==== Data to process
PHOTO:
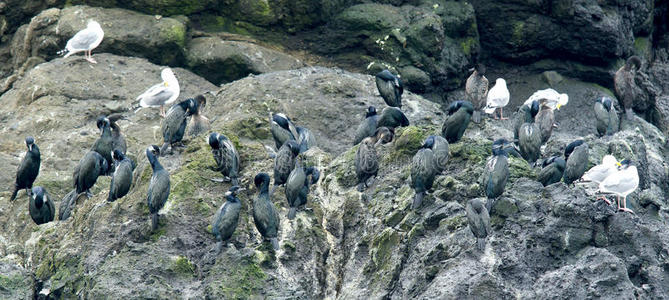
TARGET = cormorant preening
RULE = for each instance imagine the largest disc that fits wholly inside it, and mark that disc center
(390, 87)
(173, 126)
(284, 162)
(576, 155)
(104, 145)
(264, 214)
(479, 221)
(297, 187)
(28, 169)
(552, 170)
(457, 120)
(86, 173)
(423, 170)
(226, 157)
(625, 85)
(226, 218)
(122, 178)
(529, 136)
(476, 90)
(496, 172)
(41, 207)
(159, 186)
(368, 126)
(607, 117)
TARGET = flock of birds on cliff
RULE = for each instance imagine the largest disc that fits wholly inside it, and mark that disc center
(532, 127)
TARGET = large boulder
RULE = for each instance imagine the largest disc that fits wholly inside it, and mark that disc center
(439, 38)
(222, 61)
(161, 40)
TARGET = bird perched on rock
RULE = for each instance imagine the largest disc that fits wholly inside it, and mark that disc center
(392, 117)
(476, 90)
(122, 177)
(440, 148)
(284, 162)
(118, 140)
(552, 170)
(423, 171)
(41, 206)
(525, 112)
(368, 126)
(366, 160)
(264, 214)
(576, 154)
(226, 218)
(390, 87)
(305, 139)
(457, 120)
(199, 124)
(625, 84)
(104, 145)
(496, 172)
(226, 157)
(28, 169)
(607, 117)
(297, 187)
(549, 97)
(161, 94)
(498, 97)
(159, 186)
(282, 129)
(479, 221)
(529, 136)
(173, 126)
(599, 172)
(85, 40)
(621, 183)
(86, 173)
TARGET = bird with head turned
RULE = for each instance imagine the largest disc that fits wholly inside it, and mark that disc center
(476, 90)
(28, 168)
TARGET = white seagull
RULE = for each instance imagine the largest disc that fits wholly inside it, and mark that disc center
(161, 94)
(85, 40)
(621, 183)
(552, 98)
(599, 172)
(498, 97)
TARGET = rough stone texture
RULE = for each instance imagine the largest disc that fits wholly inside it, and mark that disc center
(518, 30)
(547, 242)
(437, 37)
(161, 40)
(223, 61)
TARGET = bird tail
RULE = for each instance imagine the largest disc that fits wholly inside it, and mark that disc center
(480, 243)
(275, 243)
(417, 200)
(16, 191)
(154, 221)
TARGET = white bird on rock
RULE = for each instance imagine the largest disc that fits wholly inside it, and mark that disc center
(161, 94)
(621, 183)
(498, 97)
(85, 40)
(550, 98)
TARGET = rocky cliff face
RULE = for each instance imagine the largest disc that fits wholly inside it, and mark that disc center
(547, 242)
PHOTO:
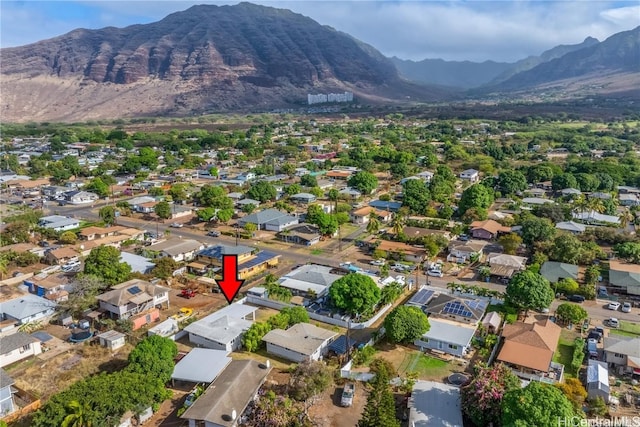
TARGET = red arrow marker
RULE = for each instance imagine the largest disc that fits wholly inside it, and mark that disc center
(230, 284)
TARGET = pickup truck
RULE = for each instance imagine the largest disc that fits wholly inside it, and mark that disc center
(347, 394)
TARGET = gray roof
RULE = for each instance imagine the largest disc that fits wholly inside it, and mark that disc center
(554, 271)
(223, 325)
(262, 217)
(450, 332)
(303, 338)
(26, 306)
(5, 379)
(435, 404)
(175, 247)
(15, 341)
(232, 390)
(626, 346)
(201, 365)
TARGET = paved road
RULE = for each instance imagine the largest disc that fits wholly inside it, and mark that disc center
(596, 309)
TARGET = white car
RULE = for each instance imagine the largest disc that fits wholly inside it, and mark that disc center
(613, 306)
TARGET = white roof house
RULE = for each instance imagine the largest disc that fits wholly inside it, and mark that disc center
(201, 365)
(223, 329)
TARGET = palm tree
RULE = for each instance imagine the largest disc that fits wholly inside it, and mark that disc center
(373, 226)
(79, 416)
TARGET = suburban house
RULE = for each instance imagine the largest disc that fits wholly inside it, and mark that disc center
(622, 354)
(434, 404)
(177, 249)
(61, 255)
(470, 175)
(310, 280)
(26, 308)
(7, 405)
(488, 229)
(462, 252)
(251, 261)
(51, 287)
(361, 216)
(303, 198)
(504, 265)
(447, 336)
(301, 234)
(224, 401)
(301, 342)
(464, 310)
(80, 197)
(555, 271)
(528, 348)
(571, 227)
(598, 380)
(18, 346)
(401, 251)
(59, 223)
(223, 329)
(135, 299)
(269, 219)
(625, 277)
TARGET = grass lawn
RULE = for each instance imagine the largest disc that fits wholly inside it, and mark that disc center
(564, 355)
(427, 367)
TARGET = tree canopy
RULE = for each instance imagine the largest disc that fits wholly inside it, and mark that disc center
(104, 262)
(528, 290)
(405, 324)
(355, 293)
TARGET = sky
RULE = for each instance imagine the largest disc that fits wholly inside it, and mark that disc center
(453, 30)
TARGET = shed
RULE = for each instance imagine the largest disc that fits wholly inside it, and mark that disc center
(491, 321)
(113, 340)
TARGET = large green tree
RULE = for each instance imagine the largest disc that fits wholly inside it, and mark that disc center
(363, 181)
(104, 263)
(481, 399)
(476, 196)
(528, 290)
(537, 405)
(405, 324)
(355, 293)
========
**Aim:** Return every one of the lines above word for word, leaving out the pictures.

**Worked answer:**
PHOTO:
TARGET = cormorant preening
RULE = for each instance imagine the largest disc that fits wholly inside it, and mark that disc center
(390, 87)
(173, 126)
(284, 162)
(576, 155)
(104, 145)
(264, 214)
(479, 221)
(297, 187)
(28, 169)
(552, 170)
(457, 120)
(86, 173)
(423, 170)
(226, 157)
(625, 85)
(226, 218)
(122, 178)
(529, 136)
(476, 90)
(496, 172)
(41, 207)
(159, 186)
(368, 126)
(607, 117)
TARGET = flock of birds on cliff
RULE = for each instance imagine the largest disc that fits wholly inside it, and mark that disc center
(532, 127)
TARGET = large boulder
RULE = for each instance imagine the largest disc that fits wholly inside it, and mark that disc center
(439, 38)
(222, 61)
(161, 40)
TARGET = bird perched on rock
RULE = for each instance imagine the largest disc that fits wholly inside it, and mark that disc center
(392, 117)
(476, 90)
(122, 177)
(440, 148)
(284, 162)
(118, 140)
(552, 170)
(423, 171)
(41, 206)
(525, 112)
(368, 126)
(366, 160)
(264, 214)
(576, 154)
(226, 218)
(390, 87)
(305, 139)
(457, 120)
(199, 124)
(625, 84)
(104, 145)
(496, 172)
(226, 157)
(28, 169)
(607, 117)
(297, 187)
(549, 97)
(161, 94)
(498, 97)
(159, 186)
(282, 129)
(479, 221)
(529, 136)
(173, 126)
(599, 172)
(85, 40)
(621, 183)
(86, 173)
TARGET = bird with head turned
RULE = for each instance imagine the largest disc that fits wholly inside it, and mark that disc center
(476, 90)
(28, 168)
TARGET = white seagull
RULE = for each instance imagine the largest disc that fits wholly inside it, and mark that disc center
(161, 94)
(85, 40)
(621, 183)
(552, 98)
(599, 172)
(498, 97)
TARGET = rough stone texture
RULE = for each instance imagine the largest disc that fits wholly inside it, and mark that disc center
(518, 30)
(547, 242)
(437, 37)
(161, 40)
(223, 61)
TARGET = bird tail
RULE = for each instance imagine the largest disc that fits wholly inside it, and mark that disc center
(480, 243)
(275, 243)
(417, 200)
(16, 191)
(154, 221)
TARGET = white bird on rock
RULE = for each instance imagine the largest disc that fits wholly inside it, and mark that disc center
(161, 94)
(621, 183)
(498, 97)
(85, 40)
(550, 98)
TARGET = rocky cliff face
RULE = for each instance imagine the largest disc that fits wholly inside it, and mark that disc center
(547, 242)
PHOTO:
TARGET = red arrow marker
RULE = for each instance imagine the largest disc that fits wholly inside it, and mark that disc center
(230, 284)
TARGET = pickup truck
RULE = for each instance imagine the largest disc that fits wholly inside it, and mark that disc center
(347, 394)
TARGET = gray roof
RULE = for each instance imagine the largest disc that fits wholly inside it, and mark that disc center
(554, 271)
(223, 325)
(262, 217)
(450, 332)
(303, 338)
(26, 306)
(5, 379)
(435, 404)
(175, 247)
(15, 341)
(232, 390)
(626, 346)
(201, 365)
TARGET = paved road
RULE = for each instance imagine the largest disc that fits wholly inside it, and mark that disc center
(596, 309)
TARGET = white car
RULE = for each instance imagine the largest disc that fits wholly inside it, and mark that disc center
(613, 306)
TARGET = white roof house
RULE = for each instance imagine the largest disc that fits wholly inside it, and mark that disc center
(201, 365)
(223, 329)
TARGET = palm tree
RULE = for each instance imagine the largest disc that fits wholly inside it, and mark that disc center
(373, 226)
(79, 416)
TARGET = suburban house
RULE = for each instance imagine the largest disc that fits wholly inside it, and mark that disc center
(622, 354)
(434, 404)
(177, 249)
(61, 255)
(470, 175)
(310, 280)
(26, 308)
(7, 405)
(488, 229)
(462, 252)
(251, 261)
(51, 287)
(361, 216)
(303, 198)
(504, 265)
(447, 336)
(301, 234)
(224, 401)
(301, 342)
(464, 310)
(80, 197)
(555, 271)
(528, 348)
(571, 227)
(598, 380)
(18, 346)
(401, 251)
(59, 223)
(223, 329)
(135, 299)
(269, 219)
(625, 277)
TARGET = grass lawn
RULE = for each instance imagine the largest disc that fits wholly inside it, and mark that disc center
(564, 355)
(427, 367)
TARGET = tree canopy
RULE = for each instance imagine the largest disc that fits wholly inside it, and mark that disc center
(104, 262)
(528, 290)
(405, 324)
(355, 293)
TARGET = sky
RULE = for each instance imagine the largest disc that fits wholly inside it, and mark that disc center
(453, 30)
TARGET = shed
RULE = for each instance imagine the largest disc that fits wholly inside it, and mark that disc center
(491, 321)
(113, 340)
TARGET = large green tree
RULE = for each instance imagine the largest disc that fits wholly inside it, and mark that disc center
(363, 181)
(104, 263)
(481, 399)
(476, 196)
(528, 290)
(537, 405)
(405, 324)
(355, 293)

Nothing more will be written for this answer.